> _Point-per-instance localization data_
--- START ---

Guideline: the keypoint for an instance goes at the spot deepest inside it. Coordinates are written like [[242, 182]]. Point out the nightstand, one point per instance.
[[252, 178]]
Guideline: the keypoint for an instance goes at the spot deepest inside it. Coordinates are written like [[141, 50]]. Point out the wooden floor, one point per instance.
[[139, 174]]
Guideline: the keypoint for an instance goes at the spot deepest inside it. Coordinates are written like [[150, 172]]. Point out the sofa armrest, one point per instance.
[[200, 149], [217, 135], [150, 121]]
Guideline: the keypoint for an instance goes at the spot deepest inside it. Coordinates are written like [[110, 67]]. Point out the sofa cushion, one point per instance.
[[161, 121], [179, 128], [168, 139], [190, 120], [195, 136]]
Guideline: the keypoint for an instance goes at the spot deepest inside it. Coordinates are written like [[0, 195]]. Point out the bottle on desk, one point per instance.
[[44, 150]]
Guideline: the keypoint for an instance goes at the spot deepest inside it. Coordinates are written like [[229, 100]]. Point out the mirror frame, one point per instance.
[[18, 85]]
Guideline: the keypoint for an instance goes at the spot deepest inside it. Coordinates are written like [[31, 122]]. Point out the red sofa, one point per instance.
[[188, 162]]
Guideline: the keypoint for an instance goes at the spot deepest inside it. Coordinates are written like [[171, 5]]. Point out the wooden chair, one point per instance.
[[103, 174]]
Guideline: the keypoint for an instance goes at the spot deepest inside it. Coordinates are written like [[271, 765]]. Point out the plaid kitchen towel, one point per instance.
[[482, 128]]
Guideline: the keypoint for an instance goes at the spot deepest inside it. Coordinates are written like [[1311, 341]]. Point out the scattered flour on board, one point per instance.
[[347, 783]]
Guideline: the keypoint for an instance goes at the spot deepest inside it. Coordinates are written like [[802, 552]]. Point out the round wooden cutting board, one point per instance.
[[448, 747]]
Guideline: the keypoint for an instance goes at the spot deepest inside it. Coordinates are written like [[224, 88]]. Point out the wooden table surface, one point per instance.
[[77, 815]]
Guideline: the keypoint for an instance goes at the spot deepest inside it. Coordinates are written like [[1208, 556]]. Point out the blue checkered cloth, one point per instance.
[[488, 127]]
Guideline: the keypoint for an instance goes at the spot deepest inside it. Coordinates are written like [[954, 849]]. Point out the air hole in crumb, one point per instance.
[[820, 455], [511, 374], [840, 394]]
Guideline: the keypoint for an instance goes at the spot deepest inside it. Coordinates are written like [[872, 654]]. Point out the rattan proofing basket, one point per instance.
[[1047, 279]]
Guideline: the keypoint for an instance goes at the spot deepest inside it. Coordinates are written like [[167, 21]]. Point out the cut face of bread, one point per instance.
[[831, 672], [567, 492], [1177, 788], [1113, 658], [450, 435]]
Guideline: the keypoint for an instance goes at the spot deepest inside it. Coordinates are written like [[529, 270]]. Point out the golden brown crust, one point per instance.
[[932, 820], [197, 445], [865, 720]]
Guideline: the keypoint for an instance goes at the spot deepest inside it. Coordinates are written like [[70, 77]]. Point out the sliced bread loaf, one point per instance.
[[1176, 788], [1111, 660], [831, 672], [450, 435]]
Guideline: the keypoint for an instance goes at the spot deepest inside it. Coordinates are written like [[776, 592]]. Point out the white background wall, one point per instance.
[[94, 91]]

--- END ---

> _Activity_
Each record must be output exactly, with none omitted.

> _Answer below_
Guideline: the keypoint for an instance goes at the spot deepest inside it. Coordinates are written like [[242, 182]]. Point out the nightstand, one point per instance.
[[252, 178]]
Guideline: the keypoint for an instance goes at the spot deepest inside it. Coordinates are written like [[141, 50]]. Point out the wooden floor, one point per instance.
[[139, 174]]
Guideline: the keypoint for an instance goes at the spot deepest inside it. Coordinates are written like [[150, 172]]. Point out the sofa armrest, one point per instance.
[[200, 149], [217, 135], [150, 121]]
Guideline: the keypoint for an instance goes at the spot deepest inside it. Coordinates are written like [[110, 67]]. Point out the sofa cushion, one point per instance.
[[161, 121], [179, 128], [168, 139], [190, 120], [195, 136]]
Guideline: the keypoint for an instance goes at the spot deepest inside it. Coordinates are written like [[0, 195]]. Point out the bottle on desk, one point per instance.
[[44, 150]]
Guideline: the keypoint for an instance goes at the spot deepest inside it. Coordinates are written like [[229, 100]]. Point out the mirror frame, one point per instance.
[[18, 85]]
Guideline: the keypoint for an instance goes at the spot deepest inside it. Coordinates are written like [[31, 122]]. Point out the red sofa, one point per instance.
[[188, 162]]
Guideline: the keypoint for an instance goes at the spot deepest inside it. Coordinates are written like [[171, 5]]. Point out the wooden chair, one point per instance.
[[103, 174]]
Guideline: the keypoint for an instance goes at the spot deepest inside it. Coordinates are written like [[271, 765]]. Point out the plaid kitchen towel, one point per instance.
[[482, 128]]
Guideline: the keypoint for an instance goes at the spot deepest inside it. Coordinates are written like [[1311, 341]]. Point out the scattered flour on board, one point per instance.
[[347, 783]]
Guideline: the keypoint for an instance goes at the spot deepest inside it. Coordinates are written like [[802, 552]]. Point out the round wooden cutting board, one point per instance.
[[448, 747]]
Guideline: the keypoint for an instance goes at the spot deepest inside it. Coordinates are written like [[224, 88]]. Point out the wooden table surface, one point per instance.
[[77, 815]]
Guideline: the keypoint for an instance goes at the spot deepest inside it. Coordinates are written like [[1208, 556]]. Point out the blue checkered cloth, one point per instance.
[[488, 127]]
Guideline: the keypoint for an instance goes at the spot deepest inside it. Coordinates are written like [[954, 849]]. Point out the air hole in crumb, one point per instance.
[[820, 455], [511, 374], [840, 394]]
Guideline: the keypoint for an instance goes at the spot deepest inside it. Coordinates are written like [[872, 654]]. Point out the rattan proofing basket, one point per instance.
[[1047, 279]]
Guideline: the keypoint for an instance goes at the spot deepest inside it. Coordinates are written like [[167, 21]]. Point out the cut face of bread, one point per instance.
[[831, 672], [567, 492], [1177, 788], [1113, 658], [450, 435]]
Guideline: the keypoint for an instance goes at the spot deepest inside it. Coordinates are written like [[529, 270]]. Point out the golden brown crust, one point per instance.
[[932, 820], [197, 445], [865, 720]]
Guideline: the keypoint for an instance goes at the spot deepest inside it. Coordinates are written like [[70, 77]]. Point out the sliced bread loaf, one point per instance.
[[1176, 788], [1111, 660], [831, 672], [450, 435]]
Guideline: the keypoint for an instance goes at the spot deepest inside it. Coordinates are written like [[776, 592]]. Point out the white background wall, one point per instance.
[[94, 91]]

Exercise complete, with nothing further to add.